Texte à analyser:
········
• Lettre aux petits-enfants de mai 68

    Lettre aux petits-enfants de mai 68

    par LilianeB lundi 17 mai 2010

    Ils ont vingt ou trente ans, ils galèrent de stage non rémunéré en recherche d’emploi infructueuse pour cause de manque d’expérience. Ou bien ils ont décroché un job largement au-dessous de leur compétence mais qui peut déboucher, ô merveille, sur un CDI. Les petits-enfants de mai 68 ne rêvent plus de lendemains qui chantent, mais trébuchent sur un présent désenchanté. Désargenté aussi, d’ailleurs. Or, ils ne se font pas entendre, tous ces blessés de l’avenir. Pourquoi ?

    Premier mai 2010, manifestation dans un pays en crise, une Europe en crise, un monde en crise. Le mot d’ordre syndical est la défense des retraites. Mais là n’est pas la raison de ce qui saute aux yeux de l’observateur contemplant la procession des citoyens venus commémorer la journée internationale des travailleurs et la défense des acquis sociaux : ceux qui défilent aujourd’hui, ont, en grande majorité, largement dépassé la trentaine. C’est un défilé de séniors qui porte les banderoles.
········
Données enregistrées:
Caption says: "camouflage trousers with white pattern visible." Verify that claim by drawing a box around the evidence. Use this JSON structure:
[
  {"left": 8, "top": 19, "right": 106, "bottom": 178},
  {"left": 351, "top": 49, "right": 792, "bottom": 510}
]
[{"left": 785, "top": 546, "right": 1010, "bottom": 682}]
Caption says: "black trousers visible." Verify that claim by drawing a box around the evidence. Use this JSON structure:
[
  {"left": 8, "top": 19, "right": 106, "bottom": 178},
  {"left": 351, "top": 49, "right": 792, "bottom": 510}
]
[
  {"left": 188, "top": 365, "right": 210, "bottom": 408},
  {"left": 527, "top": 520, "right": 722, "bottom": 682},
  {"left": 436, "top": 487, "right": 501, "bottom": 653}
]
········
Questions sur le texte:
a – Dans la lettre aux petits-enfants de mai 68, relevez tout ce qui est dit « en crise ».
b – Poursuivez la lettre aux petits-enfants de mai 68 après sa dernière phrase.

Réponses numérotées:
a – un pays, une Europe, un monde

b –
    Jeunesse, où es-tu ? Que fais-tu ? Le monde est en passe de s’effondrer, progressivement grignoté par des décisions ayant confié aux plus forts encore plus de pouvoirs qu’ils n’en avaient, tandis que les contre-pouvoirs étaient démantelés en catimini. Les états, même de gauche, ont été complices d’une mondialisation des échanges, vendue comme une internationale sociale, alors qu’il s’agissait surtout d’une internationale néolibérale. Le peuple, qui sait lire, a voté non au traité constitutionnel européen qui impliquait l’impossibilité de revenir à une politique non capitaliste. Mais celui-ci est revenu quand même, modifié, mais sans être soumis à nouveau aux suffrages des citoyens. Les attaques contre la Grèce, et leur conséquence possible constituée du contrôle éventuel des états par une commission européenne non élue, disent bien quel est l’enjeu, qui s’apparente à une guerre entre la main-mise économique de la haute-finance et le pouvoir du peuple.

    Tu ne sais plus, jeunesse abreuvée d’informations et de distractions, angoissée par le chômage et l’avenir, que nous avons le pouvoir. Nous, oui nous, le peuple. Écoute sur ton MP3 le discours d’ Etienne de la Boétie. C’était il y a plus de quatre-cent ans, il avait dix-huit ans. Comment a-t-il pu comprendre tout cela, je l’ignore. C’est presque magique, de trouver dans ce texte ce dont nous, les plus anciens, nous souhaiterions tellement que ce soit compris par chacun. Tout y est, déjà : du projet d’abrutissement des gens de peu d’esprit par des jeux et des spectacles, jusqu’à l’instauration du contrôle d’autrui par un système pyramidal où les élites, dominées par leur chef, compensent et supportent leur aliénation en soumettant leurs subordonnés. Tout est dit du fait que le pouvoir d’un tyran vient du désir inconscient des soumis d’avoir un chef qui lui impose son pouvoir. Sans ce désir, le tyran n’existe pas.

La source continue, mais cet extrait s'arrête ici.